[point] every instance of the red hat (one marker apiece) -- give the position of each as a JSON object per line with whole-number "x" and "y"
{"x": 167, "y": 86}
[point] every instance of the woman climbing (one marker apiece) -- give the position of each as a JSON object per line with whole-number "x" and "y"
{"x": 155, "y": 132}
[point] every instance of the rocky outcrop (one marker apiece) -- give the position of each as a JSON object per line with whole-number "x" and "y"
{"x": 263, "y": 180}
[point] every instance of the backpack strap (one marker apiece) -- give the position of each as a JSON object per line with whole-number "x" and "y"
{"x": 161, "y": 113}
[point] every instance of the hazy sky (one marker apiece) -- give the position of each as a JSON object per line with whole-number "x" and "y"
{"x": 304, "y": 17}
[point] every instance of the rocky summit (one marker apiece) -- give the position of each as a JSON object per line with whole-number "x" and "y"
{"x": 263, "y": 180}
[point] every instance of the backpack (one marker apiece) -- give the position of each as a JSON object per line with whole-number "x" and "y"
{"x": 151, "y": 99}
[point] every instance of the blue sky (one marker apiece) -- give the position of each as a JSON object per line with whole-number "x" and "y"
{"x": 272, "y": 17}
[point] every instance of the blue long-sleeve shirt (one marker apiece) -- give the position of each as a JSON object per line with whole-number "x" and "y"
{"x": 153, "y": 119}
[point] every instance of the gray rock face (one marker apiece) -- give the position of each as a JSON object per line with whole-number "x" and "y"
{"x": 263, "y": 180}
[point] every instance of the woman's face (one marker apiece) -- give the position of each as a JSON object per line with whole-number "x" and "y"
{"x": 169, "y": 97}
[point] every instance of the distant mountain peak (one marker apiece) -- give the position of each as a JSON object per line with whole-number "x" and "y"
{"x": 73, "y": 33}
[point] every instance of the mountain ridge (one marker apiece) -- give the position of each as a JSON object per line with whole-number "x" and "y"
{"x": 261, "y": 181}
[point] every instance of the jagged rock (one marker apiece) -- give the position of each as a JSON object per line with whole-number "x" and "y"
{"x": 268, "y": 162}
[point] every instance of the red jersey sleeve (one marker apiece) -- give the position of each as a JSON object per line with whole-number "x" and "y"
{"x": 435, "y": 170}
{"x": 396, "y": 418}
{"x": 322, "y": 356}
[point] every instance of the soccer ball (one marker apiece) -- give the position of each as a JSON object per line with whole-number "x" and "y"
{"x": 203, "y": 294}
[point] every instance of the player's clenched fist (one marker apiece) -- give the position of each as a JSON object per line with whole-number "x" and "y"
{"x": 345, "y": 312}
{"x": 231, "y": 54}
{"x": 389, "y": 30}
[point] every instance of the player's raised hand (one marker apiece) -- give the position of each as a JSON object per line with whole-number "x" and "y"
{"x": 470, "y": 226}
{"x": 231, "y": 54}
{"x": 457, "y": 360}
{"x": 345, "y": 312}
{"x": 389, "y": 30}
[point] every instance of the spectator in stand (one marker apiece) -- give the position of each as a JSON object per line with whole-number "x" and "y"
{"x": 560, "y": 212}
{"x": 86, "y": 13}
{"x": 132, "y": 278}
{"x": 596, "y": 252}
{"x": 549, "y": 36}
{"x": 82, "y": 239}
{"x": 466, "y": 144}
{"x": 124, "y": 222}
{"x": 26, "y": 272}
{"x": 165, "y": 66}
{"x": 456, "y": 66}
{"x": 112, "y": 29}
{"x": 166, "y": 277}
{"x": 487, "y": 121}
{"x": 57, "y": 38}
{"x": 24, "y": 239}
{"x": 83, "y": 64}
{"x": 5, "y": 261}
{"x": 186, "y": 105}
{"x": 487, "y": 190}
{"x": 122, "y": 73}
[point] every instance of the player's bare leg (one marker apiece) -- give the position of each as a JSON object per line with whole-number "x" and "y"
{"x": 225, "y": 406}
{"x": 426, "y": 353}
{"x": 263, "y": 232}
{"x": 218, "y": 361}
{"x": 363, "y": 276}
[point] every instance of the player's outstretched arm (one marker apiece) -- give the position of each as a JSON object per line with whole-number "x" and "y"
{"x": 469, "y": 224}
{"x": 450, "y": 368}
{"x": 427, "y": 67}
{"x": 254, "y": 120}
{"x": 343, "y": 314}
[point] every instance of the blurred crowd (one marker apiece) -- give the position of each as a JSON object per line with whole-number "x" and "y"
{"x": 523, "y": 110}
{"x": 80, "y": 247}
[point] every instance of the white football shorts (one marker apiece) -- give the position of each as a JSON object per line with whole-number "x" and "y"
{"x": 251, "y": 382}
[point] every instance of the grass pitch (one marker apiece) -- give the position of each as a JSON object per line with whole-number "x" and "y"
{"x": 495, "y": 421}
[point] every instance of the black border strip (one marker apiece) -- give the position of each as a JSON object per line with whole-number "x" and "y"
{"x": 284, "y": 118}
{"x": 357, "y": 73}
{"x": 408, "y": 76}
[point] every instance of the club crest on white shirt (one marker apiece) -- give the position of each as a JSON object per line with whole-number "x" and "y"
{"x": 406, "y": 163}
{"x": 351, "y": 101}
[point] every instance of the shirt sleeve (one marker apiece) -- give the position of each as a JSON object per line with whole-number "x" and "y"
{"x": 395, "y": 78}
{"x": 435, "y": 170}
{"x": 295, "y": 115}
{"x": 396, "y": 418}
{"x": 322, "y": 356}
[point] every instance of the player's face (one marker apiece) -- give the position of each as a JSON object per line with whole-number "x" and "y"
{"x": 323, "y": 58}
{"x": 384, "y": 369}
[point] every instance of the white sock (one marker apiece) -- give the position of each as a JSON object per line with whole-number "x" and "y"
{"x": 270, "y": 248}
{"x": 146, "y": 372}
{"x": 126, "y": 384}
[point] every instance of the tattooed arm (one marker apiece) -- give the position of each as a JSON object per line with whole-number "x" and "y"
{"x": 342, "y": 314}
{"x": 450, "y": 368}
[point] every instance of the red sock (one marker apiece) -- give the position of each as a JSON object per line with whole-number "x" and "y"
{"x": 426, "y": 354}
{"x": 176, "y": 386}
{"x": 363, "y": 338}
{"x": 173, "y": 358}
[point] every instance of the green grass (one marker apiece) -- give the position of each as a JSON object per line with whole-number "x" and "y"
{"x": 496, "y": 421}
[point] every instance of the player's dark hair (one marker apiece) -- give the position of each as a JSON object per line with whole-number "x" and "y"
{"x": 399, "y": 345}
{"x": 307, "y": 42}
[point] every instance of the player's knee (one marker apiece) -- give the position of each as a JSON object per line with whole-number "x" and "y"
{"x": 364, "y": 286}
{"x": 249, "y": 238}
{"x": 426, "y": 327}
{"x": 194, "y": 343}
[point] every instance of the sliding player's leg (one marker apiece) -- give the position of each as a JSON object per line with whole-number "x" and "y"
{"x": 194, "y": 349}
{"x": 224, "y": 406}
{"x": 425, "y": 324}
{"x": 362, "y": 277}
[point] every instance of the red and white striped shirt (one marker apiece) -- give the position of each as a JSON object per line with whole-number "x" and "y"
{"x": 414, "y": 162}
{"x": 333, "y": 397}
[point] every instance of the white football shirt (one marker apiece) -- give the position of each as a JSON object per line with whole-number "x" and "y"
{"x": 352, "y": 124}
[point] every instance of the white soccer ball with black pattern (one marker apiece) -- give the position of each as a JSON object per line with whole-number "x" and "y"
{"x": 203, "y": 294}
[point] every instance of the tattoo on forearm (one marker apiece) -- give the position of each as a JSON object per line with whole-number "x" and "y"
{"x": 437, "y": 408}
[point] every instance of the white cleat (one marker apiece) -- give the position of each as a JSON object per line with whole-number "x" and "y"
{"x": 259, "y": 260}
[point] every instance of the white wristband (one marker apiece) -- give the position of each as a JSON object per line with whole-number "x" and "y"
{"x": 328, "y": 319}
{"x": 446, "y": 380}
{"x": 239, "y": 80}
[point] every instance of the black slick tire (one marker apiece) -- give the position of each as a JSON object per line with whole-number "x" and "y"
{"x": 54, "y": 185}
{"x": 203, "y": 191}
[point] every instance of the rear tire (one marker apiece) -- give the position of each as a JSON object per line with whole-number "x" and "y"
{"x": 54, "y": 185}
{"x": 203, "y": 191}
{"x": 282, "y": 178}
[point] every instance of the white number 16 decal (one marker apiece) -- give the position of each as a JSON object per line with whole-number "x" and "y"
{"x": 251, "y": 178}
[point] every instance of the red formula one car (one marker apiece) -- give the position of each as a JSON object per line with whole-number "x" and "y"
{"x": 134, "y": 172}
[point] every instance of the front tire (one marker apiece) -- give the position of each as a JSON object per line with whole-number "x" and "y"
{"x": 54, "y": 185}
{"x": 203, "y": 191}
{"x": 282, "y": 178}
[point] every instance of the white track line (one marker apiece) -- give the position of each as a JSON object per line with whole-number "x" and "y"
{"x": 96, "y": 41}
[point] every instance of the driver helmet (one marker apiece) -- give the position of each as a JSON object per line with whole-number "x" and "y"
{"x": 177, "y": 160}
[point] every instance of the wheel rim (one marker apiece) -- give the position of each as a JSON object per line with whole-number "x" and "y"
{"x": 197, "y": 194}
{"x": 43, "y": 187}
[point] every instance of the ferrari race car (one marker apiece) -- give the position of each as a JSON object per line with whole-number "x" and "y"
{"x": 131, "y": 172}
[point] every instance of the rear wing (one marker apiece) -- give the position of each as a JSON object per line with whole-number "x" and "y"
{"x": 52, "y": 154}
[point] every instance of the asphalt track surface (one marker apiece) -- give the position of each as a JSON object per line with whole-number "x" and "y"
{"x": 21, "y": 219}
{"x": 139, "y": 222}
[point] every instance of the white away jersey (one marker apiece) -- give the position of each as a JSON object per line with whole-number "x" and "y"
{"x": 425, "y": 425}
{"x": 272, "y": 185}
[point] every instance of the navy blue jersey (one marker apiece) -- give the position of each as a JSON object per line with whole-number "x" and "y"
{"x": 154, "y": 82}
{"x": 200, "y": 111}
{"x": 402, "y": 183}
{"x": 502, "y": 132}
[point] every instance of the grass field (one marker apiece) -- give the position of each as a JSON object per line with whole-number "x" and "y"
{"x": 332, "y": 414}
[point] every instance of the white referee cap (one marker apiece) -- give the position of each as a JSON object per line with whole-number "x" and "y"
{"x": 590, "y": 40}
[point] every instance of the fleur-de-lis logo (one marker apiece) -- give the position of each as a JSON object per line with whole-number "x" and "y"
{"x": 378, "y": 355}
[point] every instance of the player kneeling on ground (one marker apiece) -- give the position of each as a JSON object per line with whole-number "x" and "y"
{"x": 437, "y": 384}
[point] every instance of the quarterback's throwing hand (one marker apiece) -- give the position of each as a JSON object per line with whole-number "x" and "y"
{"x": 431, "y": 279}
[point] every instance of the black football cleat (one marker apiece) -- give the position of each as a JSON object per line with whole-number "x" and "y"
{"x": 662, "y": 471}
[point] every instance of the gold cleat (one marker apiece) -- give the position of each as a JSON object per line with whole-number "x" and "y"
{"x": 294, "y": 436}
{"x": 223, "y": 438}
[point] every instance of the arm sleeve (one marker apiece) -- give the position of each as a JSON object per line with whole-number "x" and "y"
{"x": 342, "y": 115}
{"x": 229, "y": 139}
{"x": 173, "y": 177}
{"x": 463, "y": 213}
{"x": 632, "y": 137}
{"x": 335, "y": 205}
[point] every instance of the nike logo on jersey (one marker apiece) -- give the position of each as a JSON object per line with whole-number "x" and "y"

WHAT THE TASK REQUIRES:
Everything from the line that has "[point] every instance of the arm" to the final line above should be retyped exactly, and nothing else.

THE COMPLETED TASK:
[point] every instance of the arm sleeve (one marker apiece) -- give the position of each as a JSON object per line with whole-number "x" and "y"
{"x": 342, "y": 115}
{"x": 229, "y": 139}
{"x": 173, "y": 177}
{"x": 463, "y": 213}
{"x": 632, "y": 137}
{"x": 335, "y": 205}
[point] every instance of the nike logo on jersey (one marker apiece) -- give the position of each as a JSON object per line with whole-number "x" and "y"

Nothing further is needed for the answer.